# WORK TASK:
Look through the listing underneath for "wearing", and copy every line that has it.

Start of Block

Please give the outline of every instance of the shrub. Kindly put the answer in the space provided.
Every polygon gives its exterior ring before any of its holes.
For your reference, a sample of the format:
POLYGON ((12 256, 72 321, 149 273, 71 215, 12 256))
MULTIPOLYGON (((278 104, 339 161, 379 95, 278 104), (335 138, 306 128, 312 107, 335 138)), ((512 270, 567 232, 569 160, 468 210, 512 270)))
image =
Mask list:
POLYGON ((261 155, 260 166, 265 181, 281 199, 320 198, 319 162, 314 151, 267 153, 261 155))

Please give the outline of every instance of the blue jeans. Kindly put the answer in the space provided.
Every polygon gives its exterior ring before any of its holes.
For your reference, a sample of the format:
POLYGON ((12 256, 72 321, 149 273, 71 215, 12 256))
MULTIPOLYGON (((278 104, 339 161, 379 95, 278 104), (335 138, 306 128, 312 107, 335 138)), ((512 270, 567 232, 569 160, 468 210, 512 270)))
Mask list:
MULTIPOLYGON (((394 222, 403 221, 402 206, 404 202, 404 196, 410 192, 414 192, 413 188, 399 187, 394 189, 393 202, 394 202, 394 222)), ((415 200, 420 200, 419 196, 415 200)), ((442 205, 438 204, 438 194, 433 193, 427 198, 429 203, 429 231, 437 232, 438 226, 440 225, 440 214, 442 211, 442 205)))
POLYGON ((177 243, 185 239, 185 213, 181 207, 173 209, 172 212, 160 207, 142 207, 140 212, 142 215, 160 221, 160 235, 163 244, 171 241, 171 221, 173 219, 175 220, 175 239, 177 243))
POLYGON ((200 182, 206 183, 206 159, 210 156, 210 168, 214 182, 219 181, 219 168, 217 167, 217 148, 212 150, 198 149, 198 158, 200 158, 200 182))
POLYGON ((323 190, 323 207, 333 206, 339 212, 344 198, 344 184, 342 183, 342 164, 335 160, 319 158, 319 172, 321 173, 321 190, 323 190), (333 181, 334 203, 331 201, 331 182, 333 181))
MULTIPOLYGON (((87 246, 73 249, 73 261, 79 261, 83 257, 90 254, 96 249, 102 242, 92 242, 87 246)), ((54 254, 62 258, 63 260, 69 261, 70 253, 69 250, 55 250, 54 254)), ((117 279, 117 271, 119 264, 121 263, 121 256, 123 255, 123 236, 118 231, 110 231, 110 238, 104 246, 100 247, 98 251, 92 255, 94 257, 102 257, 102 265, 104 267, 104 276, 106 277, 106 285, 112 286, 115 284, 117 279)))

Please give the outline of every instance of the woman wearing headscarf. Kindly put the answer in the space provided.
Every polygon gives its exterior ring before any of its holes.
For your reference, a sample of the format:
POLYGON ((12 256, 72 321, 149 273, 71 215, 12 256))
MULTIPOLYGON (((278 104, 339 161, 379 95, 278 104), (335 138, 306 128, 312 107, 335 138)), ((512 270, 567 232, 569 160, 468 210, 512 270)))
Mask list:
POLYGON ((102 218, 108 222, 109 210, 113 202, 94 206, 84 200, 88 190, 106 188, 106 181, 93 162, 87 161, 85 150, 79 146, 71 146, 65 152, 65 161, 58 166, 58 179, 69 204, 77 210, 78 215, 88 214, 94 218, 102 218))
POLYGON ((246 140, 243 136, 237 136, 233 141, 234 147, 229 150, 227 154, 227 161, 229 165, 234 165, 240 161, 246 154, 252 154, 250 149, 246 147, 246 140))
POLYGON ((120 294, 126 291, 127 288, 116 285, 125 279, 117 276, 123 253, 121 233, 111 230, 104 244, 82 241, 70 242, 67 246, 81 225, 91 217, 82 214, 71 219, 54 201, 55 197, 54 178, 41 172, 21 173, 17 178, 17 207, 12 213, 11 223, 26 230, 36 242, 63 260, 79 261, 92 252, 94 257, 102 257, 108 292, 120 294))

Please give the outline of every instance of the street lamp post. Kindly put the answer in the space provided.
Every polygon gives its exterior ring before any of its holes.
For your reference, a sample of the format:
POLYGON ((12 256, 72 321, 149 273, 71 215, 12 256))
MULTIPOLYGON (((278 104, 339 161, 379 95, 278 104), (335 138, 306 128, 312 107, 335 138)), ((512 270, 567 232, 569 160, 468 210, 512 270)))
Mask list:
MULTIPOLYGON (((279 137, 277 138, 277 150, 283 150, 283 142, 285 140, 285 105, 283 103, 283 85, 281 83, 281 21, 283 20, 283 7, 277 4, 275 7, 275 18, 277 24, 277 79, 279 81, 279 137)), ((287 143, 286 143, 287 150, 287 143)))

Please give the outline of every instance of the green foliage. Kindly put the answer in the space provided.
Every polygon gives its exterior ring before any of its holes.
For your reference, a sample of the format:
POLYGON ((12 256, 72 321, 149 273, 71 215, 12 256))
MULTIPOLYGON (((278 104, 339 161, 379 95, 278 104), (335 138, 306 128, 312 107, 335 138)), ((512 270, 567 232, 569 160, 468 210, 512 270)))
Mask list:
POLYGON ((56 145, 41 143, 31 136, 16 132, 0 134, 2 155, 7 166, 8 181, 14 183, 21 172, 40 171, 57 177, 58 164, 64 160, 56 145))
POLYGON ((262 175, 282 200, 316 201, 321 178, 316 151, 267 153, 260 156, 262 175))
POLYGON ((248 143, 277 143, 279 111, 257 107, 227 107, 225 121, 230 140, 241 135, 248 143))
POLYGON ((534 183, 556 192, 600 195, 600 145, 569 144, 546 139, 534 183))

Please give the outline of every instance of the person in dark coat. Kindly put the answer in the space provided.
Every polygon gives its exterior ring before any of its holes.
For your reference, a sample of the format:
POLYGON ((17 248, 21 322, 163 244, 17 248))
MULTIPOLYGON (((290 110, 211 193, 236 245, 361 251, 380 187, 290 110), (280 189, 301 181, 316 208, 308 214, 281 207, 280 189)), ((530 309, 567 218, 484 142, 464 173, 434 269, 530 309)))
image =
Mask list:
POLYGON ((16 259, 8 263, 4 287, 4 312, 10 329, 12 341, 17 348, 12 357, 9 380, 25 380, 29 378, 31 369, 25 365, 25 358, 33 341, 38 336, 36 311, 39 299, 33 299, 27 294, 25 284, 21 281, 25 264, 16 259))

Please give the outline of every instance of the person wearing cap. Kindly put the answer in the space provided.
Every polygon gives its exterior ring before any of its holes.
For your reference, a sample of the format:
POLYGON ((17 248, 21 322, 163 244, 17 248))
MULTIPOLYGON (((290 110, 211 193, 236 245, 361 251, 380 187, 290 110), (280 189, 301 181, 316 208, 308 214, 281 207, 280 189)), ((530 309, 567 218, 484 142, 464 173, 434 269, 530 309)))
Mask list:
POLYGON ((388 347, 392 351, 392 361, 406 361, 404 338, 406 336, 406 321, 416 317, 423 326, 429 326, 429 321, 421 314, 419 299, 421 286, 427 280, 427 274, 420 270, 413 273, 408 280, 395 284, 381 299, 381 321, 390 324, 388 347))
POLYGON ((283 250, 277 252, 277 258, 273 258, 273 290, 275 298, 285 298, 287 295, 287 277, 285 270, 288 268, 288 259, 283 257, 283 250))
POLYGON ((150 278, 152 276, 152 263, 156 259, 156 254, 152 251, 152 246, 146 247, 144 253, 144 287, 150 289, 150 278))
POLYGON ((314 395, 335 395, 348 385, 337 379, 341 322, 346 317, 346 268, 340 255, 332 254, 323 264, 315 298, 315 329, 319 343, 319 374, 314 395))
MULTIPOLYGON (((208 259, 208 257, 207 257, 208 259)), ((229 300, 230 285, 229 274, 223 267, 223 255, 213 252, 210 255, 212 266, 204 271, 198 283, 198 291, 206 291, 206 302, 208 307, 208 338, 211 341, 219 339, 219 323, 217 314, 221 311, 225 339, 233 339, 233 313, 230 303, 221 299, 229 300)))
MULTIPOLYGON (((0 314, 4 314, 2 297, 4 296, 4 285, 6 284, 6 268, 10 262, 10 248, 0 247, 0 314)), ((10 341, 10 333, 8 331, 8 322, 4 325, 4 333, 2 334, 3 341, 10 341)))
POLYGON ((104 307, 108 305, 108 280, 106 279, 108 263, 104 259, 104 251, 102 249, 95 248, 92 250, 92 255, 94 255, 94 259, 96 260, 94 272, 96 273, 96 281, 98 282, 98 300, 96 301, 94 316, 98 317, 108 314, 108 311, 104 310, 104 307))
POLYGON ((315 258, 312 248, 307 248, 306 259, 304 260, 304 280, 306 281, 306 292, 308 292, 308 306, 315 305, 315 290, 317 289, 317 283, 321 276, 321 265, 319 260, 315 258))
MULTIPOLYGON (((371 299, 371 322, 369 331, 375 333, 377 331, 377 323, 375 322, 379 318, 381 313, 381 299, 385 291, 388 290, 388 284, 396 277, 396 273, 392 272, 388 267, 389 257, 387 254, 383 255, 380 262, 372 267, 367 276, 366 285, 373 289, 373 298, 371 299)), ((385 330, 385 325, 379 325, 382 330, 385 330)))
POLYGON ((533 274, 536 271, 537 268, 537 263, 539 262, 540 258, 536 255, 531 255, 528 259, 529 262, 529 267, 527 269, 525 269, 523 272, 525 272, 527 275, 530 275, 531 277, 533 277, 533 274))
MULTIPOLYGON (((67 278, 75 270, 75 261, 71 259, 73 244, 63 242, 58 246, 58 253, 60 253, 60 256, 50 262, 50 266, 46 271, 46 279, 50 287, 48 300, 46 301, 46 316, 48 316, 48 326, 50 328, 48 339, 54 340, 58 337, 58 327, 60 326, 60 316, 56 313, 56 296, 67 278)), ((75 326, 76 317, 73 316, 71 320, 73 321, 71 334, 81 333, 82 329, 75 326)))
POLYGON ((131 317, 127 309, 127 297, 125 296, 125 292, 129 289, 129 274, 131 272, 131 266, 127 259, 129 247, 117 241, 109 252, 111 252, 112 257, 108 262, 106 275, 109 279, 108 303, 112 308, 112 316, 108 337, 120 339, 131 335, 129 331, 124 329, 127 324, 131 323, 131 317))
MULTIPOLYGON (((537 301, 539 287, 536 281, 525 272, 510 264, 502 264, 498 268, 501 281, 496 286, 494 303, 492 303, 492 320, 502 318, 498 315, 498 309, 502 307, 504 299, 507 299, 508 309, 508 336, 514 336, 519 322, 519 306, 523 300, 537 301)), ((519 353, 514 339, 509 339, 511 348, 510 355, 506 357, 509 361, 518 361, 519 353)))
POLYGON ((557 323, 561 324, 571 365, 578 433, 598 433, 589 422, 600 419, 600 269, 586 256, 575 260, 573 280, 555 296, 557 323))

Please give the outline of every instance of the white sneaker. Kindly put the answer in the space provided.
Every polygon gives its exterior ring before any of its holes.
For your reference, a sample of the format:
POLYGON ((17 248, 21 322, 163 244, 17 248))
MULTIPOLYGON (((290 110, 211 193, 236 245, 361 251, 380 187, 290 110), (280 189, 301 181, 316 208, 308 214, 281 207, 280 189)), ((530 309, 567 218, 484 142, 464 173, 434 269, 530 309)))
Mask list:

End of Block

# EXERCISE OUTPUT:
Please give the outline of every instance of the woman wearing headscarf. Kindly put the answer in the space provided.
Please give the outline of every instance of the person wearing cap. Kindly put the answer in the space provided.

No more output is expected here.